*EXERCISE INSTRUCTIONS*: Transcribe word for word each line from the one containing "Where can the black leggings" to the final line of the data, both included. Skip the pictures.

*DATA ROWS*:
— Start —

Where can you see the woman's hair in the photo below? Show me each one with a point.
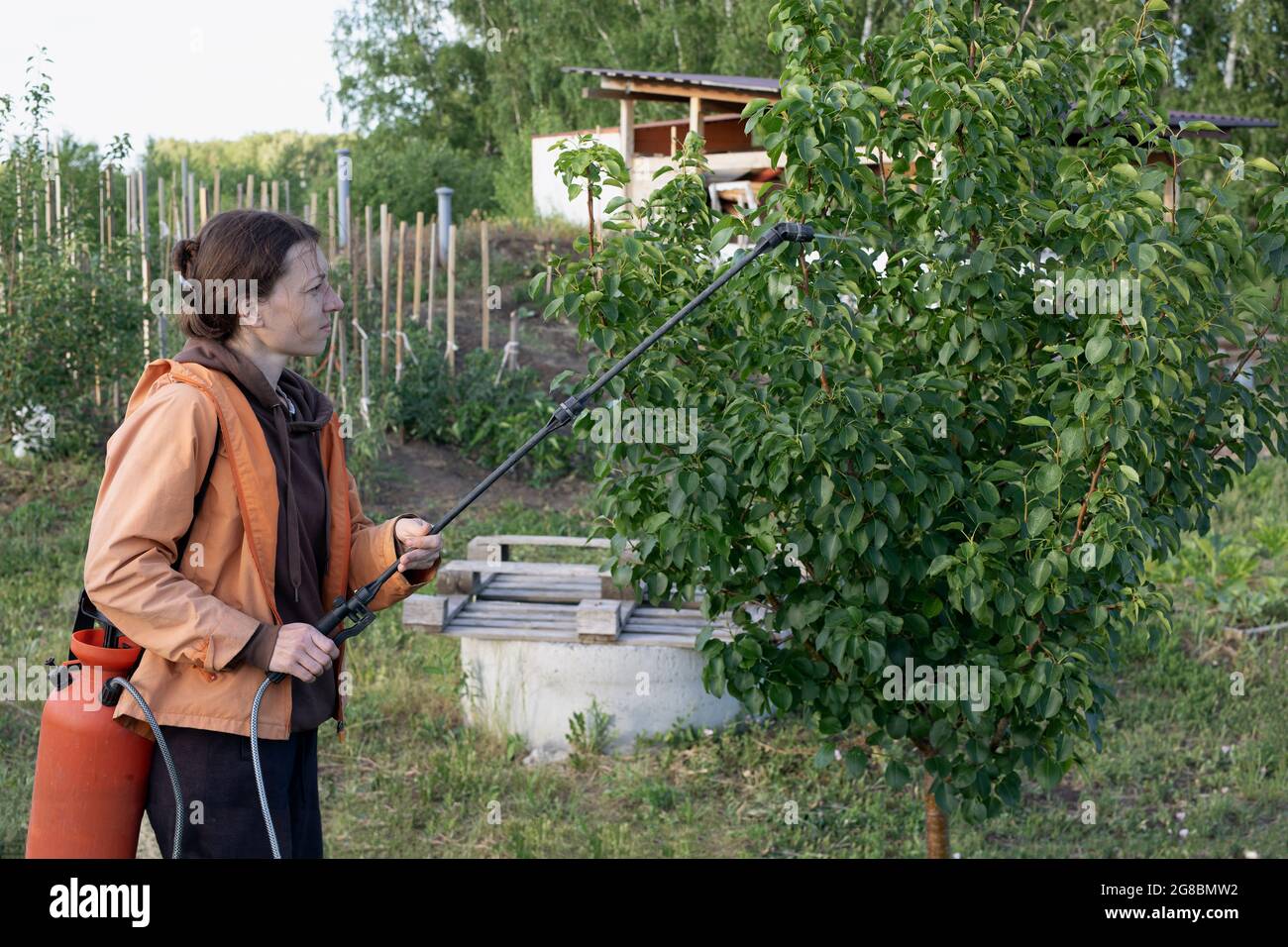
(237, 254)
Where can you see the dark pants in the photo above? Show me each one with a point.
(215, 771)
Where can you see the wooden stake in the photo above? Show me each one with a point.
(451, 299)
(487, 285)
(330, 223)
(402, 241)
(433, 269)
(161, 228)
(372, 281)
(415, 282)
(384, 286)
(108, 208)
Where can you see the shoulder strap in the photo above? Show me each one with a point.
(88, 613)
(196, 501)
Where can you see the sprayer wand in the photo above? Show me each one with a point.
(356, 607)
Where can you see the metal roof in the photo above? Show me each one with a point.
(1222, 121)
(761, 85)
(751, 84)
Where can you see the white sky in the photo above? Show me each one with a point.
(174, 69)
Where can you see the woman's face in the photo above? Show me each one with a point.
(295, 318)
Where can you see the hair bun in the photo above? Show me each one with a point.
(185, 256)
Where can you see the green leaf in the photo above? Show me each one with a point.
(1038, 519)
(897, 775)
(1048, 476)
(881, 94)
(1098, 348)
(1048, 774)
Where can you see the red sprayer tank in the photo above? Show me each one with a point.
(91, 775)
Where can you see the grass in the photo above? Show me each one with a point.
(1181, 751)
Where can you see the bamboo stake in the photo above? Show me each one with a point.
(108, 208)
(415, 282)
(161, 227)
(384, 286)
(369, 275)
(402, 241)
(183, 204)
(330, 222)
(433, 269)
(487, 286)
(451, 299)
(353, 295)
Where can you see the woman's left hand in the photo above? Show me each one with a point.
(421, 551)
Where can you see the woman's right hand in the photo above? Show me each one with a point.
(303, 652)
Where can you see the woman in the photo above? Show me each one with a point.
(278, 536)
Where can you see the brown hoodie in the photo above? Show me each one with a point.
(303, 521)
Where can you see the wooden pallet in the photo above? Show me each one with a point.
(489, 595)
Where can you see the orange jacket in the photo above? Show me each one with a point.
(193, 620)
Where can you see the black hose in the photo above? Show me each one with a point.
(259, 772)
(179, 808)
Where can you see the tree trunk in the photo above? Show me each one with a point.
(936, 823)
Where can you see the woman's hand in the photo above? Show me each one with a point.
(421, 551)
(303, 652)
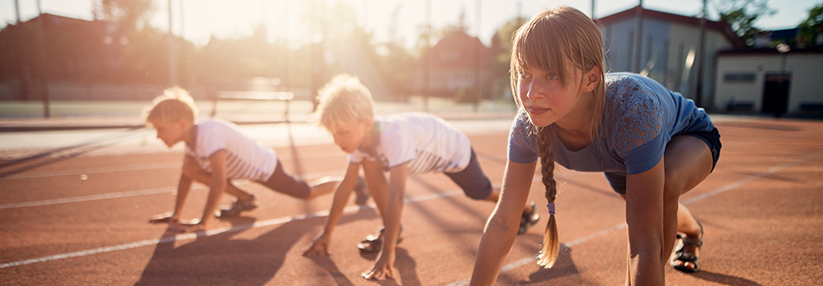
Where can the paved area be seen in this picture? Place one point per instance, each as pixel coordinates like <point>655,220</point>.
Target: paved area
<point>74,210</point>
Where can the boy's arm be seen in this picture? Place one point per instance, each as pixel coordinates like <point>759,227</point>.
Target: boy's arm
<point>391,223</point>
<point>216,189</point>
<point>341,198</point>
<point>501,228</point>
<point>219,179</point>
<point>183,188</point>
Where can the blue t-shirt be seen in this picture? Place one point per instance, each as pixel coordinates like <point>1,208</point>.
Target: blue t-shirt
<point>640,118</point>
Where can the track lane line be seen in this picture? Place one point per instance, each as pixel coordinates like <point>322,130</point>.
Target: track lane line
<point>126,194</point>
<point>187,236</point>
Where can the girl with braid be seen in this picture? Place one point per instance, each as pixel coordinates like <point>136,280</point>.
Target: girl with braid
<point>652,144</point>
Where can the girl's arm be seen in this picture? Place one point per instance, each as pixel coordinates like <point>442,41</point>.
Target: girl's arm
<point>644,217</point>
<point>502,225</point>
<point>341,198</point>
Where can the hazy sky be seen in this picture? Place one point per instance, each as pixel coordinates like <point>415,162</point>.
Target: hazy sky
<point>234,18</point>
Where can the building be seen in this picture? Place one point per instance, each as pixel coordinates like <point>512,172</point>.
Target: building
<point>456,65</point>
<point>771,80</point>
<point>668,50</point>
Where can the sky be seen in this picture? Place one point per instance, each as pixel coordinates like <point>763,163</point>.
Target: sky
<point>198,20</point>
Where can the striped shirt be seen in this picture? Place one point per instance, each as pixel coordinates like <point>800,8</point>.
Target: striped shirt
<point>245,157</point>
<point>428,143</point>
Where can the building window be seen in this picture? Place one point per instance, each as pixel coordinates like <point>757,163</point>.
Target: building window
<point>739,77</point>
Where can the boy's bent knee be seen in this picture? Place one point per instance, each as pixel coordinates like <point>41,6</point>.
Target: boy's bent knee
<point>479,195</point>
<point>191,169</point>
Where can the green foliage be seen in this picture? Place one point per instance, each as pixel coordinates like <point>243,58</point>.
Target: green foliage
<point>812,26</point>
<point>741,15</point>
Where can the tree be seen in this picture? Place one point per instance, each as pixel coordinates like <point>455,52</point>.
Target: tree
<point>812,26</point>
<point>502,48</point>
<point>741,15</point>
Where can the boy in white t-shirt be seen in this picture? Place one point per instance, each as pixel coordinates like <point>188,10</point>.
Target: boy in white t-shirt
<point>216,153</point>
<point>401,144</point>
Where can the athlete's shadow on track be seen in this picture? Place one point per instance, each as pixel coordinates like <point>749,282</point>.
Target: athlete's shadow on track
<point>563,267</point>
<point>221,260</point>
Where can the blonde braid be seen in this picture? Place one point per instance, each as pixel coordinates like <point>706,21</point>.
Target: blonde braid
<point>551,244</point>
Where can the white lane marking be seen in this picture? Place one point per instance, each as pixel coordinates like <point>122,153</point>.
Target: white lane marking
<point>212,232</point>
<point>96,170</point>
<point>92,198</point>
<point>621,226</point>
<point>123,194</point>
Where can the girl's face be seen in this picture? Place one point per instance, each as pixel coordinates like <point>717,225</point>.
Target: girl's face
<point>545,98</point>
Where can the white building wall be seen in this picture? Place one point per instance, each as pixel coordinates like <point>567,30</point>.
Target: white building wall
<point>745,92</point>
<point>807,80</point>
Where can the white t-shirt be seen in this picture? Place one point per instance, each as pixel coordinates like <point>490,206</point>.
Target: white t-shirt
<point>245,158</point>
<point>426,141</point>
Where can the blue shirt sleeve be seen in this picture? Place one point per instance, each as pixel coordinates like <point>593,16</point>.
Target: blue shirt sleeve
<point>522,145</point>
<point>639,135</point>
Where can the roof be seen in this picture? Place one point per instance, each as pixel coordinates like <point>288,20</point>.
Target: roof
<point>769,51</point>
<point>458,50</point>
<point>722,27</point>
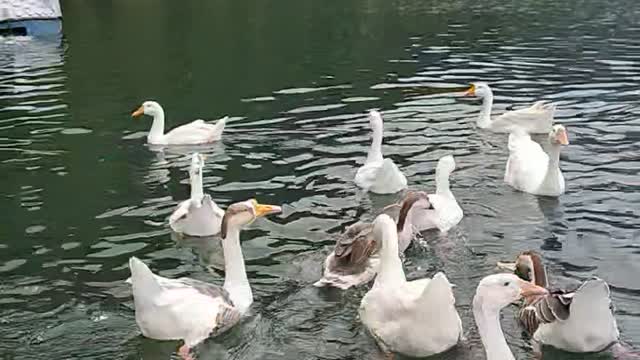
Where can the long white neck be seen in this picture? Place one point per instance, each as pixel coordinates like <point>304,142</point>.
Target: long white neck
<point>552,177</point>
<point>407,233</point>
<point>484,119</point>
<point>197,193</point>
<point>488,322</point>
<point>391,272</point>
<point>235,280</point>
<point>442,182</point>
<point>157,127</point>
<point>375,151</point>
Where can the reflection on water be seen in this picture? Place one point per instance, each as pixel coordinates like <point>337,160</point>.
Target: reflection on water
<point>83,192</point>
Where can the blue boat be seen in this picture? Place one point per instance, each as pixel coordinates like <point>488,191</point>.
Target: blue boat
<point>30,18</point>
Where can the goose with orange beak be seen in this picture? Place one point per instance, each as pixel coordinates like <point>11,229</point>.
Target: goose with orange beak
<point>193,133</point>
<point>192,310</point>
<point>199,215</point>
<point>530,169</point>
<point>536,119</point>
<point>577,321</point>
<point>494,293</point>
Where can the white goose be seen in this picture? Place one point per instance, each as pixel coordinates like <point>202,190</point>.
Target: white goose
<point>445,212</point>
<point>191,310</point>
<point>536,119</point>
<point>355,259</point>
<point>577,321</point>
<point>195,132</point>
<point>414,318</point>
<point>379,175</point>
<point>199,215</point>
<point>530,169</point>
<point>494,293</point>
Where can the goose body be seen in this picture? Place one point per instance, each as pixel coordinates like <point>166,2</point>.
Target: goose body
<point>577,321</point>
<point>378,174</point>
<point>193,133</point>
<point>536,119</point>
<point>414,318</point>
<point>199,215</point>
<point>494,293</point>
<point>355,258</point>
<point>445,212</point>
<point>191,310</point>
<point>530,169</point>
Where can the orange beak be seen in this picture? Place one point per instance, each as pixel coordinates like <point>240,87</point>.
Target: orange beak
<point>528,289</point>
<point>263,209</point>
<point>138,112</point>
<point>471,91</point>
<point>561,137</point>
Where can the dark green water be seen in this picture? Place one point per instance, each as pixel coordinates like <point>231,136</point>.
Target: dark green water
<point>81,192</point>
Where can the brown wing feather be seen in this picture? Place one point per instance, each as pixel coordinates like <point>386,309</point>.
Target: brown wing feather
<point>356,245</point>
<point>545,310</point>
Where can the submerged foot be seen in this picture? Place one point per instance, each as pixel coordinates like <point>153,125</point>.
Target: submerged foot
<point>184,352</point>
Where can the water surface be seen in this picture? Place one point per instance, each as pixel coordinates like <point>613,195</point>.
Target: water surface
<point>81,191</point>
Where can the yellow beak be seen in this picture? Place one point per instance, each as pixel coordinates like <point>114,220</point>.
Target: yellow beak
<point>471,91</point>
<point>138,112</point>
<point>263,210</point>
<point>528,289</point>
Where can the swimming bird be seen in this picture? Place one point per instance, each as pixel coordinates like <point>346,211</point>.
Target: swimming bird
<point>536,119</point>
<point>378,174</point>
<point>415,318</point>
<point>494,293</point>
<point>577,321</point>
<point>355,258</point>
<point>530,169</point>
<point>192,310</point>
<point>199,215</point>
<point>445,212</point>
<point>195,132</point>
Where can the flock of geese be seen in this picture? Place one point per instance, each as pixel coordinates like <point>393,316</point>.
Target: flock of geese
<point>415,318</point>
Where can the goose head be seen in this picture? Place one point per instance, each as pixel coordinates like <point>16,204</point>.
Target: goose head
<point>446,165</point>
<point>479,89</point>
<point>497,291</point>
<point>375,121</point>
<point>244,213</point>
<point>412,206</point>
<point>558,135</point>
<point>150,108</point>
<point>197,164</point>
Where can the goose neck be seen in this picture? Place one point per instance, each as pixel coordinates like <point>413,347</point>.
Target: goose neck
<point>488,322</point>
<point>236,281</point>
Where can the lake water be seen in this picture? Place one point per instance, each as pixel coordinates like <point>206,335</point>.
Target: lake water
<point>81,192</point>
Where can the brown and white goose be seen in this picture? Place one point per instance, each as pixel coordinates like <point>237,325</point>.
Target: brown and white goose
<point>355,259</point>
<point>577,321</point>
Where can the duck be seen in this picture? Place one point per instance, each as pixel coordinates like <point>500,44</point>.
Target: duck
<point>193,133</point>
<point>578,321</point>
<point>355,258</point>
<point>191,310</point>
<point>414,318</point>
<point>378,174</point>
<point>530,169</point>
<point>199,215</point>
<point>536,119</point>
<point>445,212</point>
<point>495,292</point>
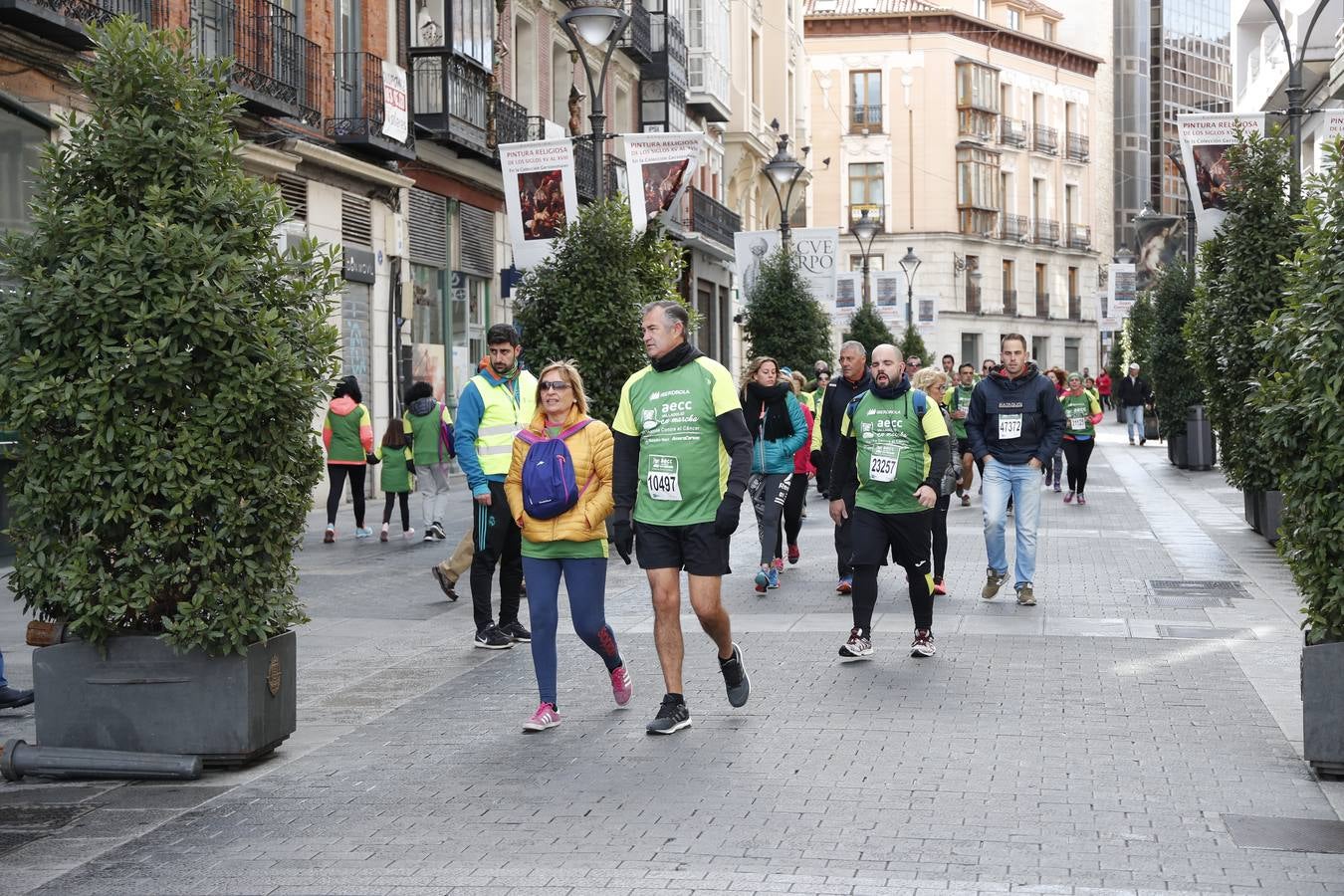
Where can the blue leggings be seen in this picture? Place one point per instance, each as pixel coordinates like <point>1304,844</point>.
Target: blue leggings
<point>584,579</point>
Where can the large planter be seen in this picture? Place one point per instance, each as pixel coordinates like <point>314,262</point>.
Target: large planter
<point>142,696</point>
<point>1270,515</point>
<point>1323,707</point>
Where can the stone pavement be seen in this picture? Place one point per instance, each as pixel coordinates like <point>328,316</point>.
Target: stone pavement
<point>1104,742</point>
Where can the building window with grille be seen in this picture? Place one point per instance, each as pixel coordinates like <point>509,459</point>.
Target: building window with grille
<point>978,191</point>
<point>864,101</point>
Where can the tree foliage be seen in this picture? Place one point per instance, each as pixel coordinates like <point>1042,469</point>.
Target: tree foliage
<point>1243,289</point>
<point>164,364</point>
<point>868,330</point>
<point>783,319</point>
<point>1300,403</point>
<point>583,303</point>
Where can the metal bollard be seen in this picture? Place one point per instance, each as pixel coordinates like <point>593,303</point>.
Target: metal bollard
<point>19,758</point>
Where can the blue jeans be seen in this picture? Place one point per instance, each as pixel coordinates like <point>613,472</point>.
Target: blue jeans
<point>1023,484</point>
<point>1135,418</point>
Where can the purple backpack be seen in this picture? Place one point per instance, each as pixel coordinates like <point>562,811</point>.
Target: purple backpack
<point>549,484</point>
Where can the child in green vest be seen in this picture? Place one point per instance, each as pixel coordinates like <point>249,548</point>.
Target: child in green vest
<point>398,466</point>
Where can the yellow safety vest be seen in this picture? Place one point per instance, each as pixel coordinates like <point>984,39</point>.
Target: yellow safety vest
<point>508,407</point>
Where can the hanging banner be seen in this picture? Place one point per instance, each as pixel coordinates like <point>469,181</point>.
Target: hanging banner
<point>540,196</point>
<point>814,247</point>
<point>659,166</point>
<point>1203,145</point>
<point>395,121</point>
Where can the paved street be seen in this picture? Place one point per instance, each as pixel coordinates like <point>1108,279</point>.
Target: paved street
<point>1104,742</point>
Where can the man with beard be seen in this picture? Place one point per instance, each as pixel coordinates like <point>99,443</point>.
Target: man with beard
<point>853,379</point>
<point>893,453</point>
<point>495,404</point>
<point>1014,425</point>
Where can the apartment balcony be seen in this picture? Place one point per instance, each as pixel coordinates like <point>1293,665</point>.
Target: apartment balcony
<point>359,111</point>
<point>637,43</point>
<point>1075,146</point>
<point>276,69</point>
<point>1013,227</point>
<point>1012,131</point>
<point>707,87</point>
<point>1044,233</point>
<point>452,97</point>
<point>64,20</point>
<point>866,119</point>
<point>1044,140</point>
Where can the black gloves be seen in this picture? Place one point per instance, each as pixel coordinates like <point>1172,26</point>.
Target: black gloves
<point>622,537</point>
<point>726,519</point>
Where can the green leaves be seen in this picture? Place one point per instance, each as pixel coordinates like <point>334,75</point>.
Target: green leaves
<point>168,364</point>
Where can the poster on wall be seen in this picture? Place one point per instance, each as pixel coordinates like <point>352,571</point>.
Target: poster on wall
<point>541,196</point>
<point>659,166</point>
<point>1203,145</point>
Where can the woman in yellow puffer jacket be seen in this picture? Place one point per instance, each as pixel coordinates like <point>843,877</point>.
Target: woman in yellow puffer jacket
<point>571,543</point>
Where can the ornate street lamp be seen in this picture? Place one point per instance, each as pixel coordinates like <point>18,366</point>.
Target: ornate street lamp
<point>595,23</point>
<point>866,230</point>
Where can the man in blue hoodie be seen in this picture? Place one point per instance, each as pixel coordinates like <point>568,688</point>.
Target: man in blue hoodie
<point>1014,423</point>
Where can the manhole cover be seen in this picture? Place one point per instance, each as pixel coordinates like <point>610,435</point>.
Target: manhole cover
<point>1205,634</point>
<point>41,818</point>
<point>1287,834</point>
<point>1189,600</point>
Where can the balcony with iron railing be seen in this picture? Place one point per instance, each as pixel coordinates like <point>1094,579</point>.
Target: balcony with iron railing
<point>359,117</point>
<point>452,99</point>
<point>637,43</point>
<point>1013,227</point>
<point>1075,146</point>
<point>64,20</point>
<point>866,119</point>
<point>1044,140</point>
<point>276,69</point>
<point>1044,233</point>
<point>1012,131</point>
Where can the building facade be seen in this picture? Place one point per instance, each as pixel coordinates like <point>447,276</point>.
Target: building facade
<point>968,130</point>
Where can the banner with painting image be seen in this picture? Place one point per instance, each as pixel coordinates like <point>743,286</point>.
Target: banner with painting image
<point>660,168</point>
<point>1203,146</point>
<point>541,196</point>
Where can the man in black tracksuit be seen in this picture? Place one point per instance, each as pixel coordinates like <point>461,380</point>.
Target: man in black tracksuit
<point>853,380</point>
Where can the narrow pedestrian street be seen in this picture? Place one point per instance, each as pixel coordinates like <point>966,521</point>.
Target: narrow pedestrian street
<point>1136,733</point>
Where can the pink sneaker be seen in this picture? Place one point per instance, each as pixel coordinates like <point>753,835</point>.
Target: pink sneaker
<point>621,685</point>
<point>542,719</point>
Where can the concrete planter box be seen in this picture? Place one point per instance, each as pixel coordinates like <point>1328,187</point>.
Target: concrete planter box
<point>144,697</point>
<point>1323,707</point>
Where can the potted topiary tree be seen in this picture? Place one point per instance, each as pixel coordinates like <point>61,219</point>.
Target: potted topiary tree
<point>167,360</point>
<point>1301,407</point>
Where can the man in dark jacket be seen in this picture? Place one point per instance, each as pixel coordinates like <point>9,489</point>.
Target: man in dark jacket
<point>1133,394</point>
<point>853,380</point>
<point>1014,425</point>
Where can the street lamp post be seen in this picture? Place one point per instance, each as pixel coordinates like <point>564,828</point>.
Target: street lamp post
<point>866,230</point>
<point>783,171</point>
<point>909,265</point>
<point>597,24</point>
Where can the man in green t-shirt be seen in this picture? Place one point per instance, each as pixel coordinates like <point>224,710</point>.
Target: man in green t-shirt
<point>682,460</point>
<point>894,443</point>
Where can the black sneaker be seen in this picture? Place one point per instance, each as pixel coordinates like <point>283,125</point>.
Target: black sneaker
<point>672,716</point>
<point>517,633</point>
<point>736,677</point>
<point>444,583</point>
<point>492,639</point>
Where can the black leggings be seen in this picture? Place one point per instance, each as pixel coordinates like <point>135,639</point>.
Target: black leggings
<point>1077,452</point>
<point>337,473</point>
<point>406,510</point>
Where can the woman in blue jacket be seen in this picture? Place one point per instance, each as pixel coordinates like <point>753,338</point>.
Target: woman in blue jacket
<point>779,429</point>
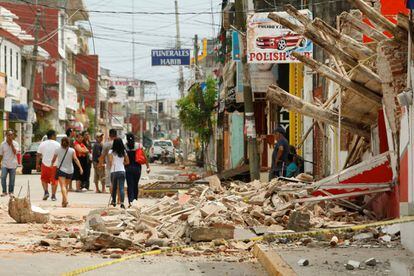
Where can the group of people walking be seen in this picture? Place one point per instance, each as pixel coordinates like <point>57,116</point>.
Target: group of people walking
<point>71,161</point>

— End —

*CORRECT RESULT*:
Where can the black leggings be seen in this picture? Place one point per instance, each as pixel coordinates like <point>135,639</point>.
Target: black leggings
<point>1077,452</point>
<point>337,473</point>
<point>406,510</point>
Where can the woman in blue jacket be seen in this picture? Place one point per instance, each as pixel coordinates like <point>753,338</point>.
Target: woman in blue jacket
<point>779,429</point>
Where can the group of people walking be seen in this picture? Place one point per instance, each as pixel coordinates like <point>57,116</point>.
Target: group of people walking
<point>71,161</point>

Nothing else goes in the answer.